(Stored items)

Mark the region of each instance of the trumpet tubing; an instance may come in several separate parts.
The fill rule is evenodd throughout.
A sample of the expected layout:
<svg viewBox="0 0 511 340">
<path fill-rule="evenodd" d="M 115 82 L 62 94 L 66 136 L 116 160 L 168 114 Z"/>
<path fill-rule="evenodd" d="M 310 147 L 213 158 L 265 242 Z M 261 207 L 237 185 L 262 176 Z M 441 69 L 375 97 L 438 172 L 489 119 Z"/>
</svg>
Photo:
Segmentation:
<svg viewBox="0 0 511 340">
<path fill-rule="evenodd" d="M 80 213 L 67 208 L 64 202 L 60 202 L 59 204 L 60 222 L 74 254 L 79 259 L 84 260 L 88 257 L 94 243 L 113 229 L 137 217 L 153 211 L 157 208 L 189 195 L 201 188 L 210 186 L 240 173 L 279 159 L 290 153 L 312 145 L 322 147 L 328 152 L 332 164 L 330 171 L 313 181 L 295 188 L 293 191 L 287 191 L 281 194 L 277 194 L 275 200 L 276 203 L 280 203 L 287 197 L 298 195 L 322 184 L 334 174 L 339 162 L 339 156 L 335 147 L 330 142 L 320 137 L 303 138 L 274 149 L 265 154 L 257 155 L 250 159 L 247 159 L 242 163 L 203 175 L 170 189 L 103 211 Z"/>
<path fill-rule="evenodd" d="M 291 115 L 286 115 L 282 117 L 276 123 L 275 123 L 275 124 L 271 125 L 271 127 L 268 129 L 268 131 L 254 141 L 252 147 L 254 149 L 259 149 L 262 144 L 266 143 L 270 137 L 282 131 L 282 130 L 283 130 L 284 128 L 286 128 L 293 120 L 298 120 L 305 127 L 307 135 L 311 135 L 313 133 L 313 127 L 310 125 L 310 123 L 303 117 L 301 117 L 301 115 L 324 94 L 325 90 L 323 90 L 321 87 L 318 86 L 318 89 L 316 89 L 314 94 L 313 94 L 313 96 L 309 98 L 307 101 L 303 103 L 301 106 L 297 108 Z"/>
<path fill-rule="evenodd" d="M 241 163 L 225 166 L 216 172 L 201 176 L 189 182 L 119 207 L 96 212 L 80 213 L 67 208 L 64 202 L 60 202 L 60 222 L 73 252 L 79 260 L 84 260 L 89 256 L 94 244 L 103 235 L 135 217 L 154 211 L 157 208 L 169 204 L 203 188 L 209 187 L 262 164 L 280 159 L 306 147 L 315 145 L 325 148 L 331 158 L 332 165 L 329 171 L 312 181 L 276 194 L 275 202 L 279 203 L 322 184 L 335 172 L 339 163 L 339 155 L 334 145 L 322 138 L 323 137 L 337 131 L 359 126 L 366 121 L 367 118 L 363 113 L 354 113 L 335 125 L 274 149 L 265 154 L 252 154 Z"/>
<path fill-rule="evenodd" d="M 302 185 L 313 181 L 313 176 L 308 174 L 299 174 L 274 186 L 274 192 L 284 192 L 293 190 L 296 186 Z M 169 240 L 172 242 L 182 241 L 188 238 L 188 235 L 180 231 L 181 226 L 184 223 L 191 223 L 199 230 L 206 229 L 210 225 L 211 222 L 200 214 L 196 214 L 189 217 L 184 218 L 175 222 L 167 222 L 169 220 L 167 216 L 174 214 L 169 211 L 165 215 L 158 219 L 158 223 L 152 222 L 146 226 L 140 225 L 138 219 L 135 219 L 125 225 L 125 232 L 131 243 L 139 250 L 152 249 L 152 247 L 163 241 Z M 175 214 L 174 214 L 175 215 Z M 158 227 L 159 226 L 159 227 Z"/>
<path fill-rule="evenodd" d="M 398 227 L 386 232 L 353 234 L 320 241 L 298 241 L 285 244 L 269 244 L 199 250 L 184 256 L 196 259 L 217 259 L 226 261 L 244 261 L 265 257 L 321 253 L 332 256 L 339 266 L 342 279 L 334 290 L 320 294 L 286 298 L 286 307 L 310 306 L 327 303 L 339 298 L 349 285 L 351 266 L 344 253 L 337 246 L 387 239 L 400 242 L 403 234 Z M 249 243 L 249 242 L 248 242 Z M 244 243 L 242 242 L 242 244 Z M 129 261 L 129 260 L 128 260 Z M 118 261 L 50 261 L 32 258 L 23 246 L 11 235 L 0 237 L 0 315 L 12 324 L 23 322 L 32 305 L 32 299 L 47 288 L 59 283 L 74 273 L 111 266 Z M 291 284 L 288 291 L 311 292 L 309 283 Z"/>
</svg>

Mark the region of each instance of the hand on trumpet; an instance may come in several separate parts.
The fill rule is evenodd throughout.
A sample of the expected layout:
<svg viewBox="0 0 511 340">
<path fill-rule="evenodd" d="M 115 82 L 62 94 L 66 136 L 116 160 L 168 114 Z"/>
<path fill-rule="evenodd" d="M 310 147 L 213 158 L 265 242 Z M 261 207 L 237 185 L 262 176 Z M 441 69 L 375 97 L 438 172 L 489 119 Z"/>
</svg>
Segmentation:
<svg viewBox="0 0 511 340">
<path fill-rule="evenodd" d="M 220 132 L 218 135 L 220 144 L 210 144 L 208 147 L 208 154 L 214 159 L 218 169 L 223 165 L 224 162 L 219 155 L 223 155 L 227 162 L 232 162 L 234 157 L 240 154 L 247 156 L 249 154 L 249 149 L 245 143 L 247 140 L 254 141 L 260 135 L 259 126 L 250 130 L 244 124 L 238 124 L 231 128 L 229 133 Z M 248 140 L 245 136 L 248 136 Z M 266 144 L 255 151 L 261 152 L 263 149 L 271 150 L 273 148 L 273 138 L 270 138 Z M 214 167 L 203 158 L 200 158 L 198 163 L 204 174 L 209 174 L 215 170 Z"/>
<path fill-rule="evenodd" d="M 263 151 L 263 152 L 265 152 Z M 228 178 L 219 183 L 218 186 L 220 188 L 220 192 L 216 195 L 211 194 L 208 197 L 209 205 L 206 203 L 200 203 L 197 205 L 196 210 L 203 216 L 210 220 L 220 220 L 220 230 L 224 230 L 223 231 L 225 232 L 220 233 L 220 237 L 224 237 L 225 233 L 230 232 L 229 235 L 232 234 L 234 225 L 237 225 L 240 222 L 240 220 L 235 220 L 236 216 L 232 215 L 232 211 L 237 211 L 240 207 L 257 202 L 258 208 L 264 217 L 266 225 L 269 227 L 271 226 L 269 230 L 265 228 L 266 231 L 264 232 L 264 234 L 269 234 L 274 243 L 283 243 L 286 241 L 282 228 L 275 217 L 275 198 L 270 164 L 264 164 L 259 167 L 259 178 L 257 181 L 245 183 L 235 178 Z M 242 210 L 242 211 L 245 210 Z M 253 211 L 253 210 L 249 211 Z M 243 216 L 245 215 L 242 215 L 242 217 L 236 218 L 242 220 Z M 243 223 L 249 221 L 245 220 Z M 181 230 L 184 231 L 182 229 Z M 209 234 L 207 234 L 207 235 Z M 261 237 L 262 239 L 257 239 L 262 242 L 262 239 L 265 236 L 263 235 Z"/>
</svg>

**Problem details**:
Copy out the material verbatim, starting at the line that contains "Mark the region of each instance of the hand" and ending at the line that contains "220 132 L 218", with both of those lines included.

**Task result**:
Mark the region of each instance of the hand on trumpet; an instance may come in several separate parts.
The fill rule is evenodd throughout.
A sample of the expected layout:
<svg viewBox="0 0 511 340">
<path fill-rule="evenodd" d="M 115 82 L 62 94 L 66 136 L 116 160 L 168 114 Z"/>
<path fill-rule="evenodd" d="M 310 147 L 213 158 L 265 242 Z M 261 207 L 237 185 L 262 176 Z M 441 69 L 375 97 L 438 172 L 489 119 Z"/>
</svg>
Segmentation:
<svg viewBox="0 0 511 340">
<path fill-rule="evenodd" d="M 220 132 L 218 135 L 220 144 L 210 144 L 208 147 L 208 154 L 214 159 L 218 169 L 223 165 L 224 162 L 219 155 L 223 155 L 227 162 L 232 162 L 234 157 L 240 154 L 247 156 L 249 154 L 249 149 L 245 143 L 247 140 L 254 141 L 260 135 L 259 126 L 250 130 L 244 124 L 238 124 L 231 128 L 229 133 Z M 248 140 L 245 136 L 248 136 Z M 266 144 L 255 151 L 261 152 L 263 149 L 271 150 L 273 148 L 273 138 L 270 138 Z M 214 167 L 203 158 L 200 158 L 198 163 L 204 174 L 209 174 L 215 170 Z"/>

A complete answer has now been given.